EXERCISE TEXT »
Plant and animal cells have numerous chromosomes. Growth rates are relatively slow. A typical nutrient medium will contain a large number of vitamins and growth factors in addition to complex nitrogen sources, because other specialized cells in the original structures supply these needs. A plant or animal cell is not like a microbial cell in its ability to function independently.

Monday, November 10, 2008

Bacteria as Single Cell

The bacteria are tiny single-cell organisms ranging from 0.5–20 mm in size, although some may be smaller, and a few exceed 100 mm in length. The cell wall imparts a characteristic round or ovoid, rod, or spiral shape to the cell. Some bacteria can vary in shape, depending on culture conditions; this is termed pleomorphism. Certain species are further characterized by the arrangement of cells in clusters, chains, or discrete packets.

Some cells produce various pigments that impart a characteristic color to bacterial colonies. The cytoplasm of bacteria may also contain numerous granules of storage materials such as carbohydrates and lipids. Bacteria can contain plasmids that are pieces of genetic material existing outside the main genome. Plasmids can be used as vectors for introducing foreign genes into the bacteria that can impart new synthetic capabilities to an otherwise “wild” bacterial strain. Many bacteria exhibit motility by means of one or more hairlike appendages called flagella. Bacteria reproduce by dividing into equal parts, a process termed binary fission.

GIVEN DATA »
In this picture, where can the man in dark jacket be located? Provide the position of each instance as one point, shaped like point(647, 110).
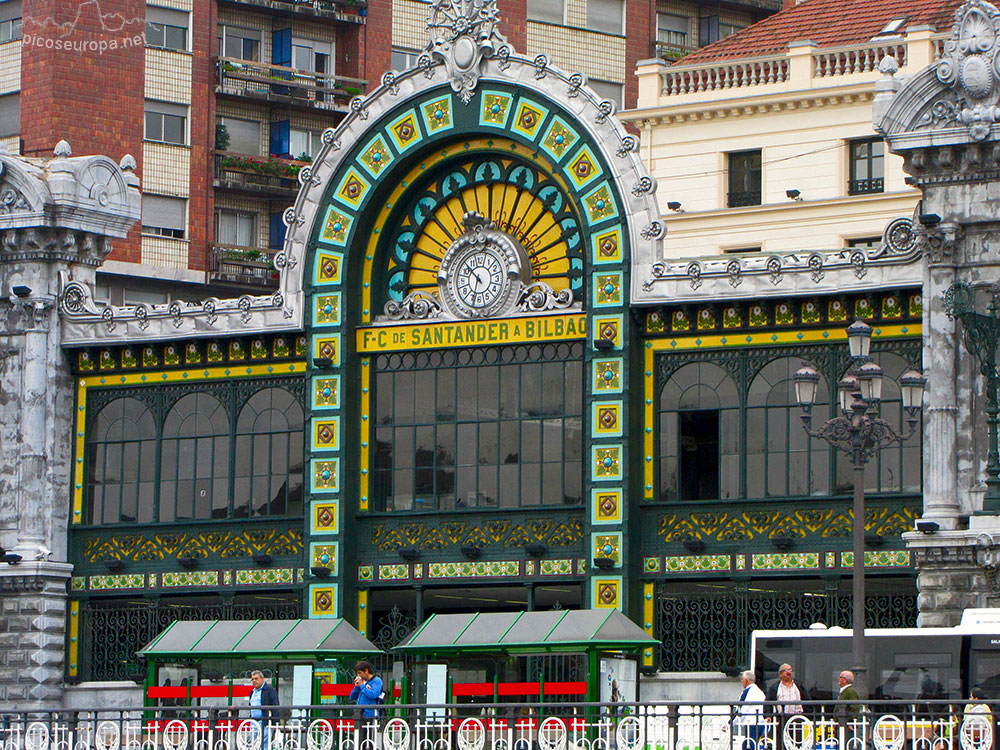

WORK INSTRUCTIONS »
A – In the cell biology text, what name is given to the process by which bacteria reproduce by dividing into equal parts?
B – Continue the cell biology text from its last sentence, picking up right after the point about how bacteria reproduce.

ACTIVITY ANSWERS »
A – Binary fission.

B –
Under adverse conditions, certain microorganisms produce spores that germinate upon return to a favorable environment. Spores are a particularly stable form or state of bacteria that may survive dryness and temperature extremes. Some microorganisms form spores at a stage in their normal life cycle.

Many species may, under appropriate circumstances, become surrounded by gelatinous material that provides a means of attachment and some protection from other organisms. If many cells share the same gelatinous covering, it is called a slime; otherwise each is said to have a capsule.

Wednesday, November 5, 2008

BACTERIA AND DISEASE

A century ago in the United State and even today in the less developed countries, at least 25% of the children died of bacteria infections before reaching puberty. In the united states and other Western nations, this figure is now below 5% as a result of improved sanitation, hygiene, and medical care.
The control of Typhoid fever alone is perhaps the greatest triumph of organized preventive medicine. As late as 1900 the annual death rate from typhoid fever in United States was more 30 per 100, 000; by 1944 the rate hade decreased to 0,4 per 100, 000.
For the world as the whole however, typhoid fever remain a major disease.

History.
To account for the spread of certain disease, thoughtful people since ancient times postulated the existence of transmissible agents of infections invisible to the naked eye, In 1546 the Italian physician Girolamo fracastoro proposed the germ theory of disease, describing the transmission of disease by ‘Seminaria’ or living germ. Visualization of germ could not take place until the microscope had been invented. However, bacteria and other microscopic organism were first seen in 1676 by a Dutch linen-draper, Antony Van Leeuwenhoek, who made single lens microscope with sufficient magnification to observe the major types of bacteria as well as protozoans, yeasts, and one-celled algae. Leeuwenhoek is regarded as the father of bacteriology.

The first important classification of bacteria was made in the early 1800s. In 1829, Christian Gottfried established the genus Bacterium, using a term formed from the greek word Bacterion , signifying a rod.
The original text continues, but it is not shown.